REQUEST: Write out the material below exactly, beginning at the line that contains "Identify every instance of the overhead" and ending with its last line, both ends included; write nothing else.

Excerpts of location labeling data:
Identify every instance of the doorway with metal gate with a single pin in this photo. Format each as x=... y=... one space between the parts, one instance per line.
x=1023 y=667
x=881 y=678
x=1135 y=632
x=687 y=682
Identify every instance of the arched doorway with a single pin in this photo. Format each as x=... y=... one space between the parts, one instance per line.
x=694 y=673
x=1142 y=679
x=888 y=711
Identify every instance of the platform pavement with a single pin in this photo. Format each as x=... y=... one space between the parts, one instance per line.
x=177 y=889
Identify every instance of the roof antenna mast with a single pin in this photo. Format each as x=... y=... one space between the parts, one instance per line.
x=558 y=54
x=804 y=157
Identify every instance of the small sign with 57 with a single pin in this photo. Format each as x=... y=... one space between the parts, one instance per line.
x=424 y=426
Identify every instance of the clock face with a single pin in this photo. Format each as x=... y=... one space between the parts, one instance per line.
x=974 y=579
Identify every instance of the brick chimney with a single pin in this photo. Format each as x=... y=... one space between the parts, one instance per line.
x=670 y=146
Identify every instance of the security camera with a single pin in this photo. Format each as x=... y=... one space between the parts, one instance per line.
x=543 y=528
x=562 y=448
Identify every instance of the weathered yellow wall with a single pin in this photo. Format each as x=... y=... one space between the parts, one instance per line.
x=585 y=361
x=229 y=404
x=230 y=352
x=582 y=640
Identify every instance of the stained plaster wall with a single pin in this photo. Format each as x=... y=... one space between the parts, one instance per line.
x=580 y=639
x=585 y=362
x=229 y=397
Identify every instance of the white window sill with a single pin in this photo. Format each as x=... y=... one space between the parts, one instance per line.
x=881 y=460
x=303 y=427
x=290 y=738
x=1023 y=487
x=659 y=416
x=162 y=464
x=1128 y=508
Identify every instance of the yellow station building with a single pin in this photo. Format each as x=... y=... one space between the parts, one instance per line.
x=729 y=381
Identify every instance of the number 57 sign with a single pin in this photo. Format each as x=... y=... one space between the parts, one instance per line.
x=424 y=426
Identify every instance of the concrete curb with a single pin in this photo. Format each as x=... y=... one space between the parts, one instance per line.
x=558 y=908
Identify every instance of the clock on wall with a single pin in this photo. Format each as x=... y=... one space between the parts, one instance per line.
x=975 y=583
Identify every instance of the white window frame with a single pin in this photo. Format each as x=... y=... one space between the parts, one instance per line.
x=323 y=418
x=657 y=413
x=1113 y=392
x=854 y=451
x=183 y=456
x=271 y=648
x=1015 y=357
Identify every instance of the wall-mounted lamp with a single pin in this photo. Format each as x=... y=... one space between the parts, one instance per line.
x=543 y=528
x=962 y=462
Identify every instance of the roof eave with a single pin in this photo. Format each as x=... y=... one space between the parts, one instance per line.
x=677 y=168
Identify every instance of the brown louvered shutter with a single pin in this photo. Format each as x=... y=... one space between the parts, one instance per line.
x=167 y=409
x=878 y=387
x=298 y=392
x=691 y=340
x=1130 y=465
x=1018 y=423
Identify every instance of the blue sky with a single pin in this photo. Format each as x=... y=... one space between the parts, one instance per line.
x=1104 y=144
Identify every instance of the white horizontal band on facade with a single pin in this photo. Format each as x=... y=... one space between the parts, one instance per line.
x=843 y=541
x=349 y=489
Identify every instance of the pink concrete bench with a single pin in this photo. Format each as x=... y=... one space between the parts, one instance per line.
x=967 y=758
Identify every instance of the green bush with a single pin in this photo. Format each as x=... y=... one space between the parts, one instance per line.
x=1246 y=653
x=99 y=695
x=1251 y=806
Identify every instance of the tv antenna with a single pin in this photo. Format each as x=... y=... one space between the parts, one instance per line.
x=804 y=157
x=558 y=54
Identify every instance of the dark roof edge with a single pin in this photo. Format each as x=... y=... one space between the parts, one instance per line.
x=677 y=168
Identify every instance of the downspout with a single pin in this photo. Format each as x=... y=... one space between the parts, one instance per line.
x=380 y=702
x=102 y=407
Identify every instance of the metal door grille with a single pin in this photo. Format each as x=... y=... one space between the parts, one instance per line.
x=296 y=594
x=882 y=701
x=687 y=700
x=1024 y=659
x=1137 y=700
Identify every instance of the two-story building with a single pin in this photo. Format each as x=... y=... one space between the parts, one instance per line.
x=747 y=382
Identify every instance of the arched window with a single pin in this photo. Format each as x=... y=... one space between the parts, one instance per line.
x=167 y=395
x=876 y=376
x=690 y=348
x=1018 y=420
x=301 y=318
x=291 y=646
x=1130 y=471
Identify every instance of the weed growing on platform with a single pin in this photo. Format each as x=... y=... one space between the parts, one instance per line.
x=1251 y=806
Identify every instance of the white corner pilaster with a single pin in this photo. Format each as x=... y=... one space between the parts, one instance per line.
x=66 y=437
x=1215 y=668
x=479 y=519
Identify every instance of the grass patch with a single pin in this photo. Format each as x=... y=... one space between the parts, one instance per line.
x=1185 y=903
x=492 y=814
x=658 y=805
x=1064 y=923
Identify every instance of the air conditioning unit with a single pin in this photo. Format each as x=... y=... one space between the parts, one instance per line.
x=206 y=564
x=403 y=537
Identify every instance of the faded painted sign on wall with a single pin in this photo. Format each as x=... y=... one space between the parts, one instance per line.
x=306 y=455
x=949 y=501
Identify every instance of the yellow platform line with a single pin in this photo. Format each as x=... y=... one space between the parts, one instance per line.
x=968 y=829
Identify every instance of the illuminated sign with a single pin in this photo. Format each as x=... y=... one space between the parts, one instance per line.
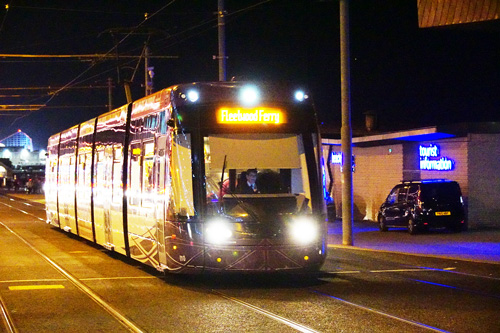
x=430 y=159
x=250 y=116
x=337 y=158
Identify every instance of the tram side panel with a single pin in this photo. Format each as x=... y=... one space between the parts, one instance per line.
x=84 y=180
x=66 y=188
x=108 y=187
x=51 y=179
x=142 y=190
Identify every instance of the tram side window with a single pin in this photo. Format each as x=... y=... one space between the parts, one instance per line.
x=148 y=175
x=117 y=173
x=135 y=175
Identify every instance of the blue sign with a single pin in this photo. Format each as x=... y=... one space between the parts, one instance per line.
x=430 y=159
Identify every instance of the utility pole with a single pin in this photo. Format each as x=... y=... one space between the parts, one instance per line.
x=346 y=131
x=222 y=40
x=110 y=94
x=148 y=72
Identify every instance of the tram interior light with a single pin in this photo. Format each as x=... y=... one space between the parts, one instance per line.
x=249 y=95
x=300 y=96
x=304 y=230
x=218 y=231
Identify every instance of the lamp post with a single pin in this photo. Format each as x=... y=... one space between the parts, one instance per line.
x=346 y=131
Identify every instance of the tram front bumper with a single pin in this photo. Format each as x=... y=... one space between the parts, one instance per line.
x=264 y=258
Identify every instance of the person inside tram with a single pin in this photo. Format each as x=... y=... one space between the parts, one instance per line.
x=247 y=184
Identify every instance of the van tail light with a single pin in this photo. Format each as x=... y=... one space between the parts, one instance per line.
x=419 y=203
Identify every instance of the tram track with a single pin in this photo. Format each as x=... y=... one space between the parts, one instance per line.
x=119 y=317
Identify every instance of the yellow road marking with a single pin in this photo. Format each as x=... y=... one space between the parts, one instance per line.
x=39 y=286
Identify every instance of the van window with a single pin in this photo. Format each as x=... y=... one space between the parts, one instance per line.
x=413 y=193
x=442 y=192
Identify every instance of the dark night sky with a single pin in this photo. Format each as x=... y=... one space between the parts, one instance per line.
x=411 y=77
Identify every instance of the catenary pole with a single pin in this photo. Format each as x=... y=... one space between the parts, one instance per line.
x=346 y=132
x=222 y=40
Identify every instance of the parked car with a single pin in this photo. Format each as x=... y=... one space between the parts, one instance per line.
x=420 y=205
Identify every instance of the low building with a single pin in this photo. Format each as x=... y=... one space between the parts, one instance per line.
x=466 y=153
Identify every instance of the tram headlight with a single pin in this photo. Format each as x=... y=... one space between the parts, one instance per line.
x=300 y=96
x=218 y=231
x=192 y=96
x=304 y=230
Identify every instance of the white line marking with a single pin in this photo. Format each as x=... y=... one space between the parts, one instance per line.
x=292 y=324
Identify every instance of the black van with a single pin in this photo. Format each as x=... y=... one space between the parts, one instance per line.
x=424 y=204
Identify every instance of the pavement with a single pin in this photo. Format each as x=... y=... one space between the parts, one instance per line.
x=478 y=245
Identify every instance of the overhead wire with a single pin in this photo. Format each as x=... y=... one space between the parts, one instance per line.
x=75 y=81
x=72 y=82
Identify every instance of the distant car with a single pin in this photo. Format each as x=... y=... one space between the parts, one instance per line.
x=420 y=205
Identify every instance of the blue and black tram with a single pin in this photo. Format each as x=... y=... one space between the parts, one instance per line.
x=158 y=180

EXERCISE OUTPUT:
Identify every instance of the overhead wire with a single pin in this photo. Format each as x=... y=... one space between the parts, one instance per line.
x=75 y=81
x=72 y=82
Identify every instance of the distant car with a single pin in this photo. Format each as x=... y=... one space between the parts, one instance per line.
x=420 y=205
Identify every instance of the blue and black tram with a single pin in this photo. Format each as x=... y=... one space between the parts, one instance per line.
x=158 y=180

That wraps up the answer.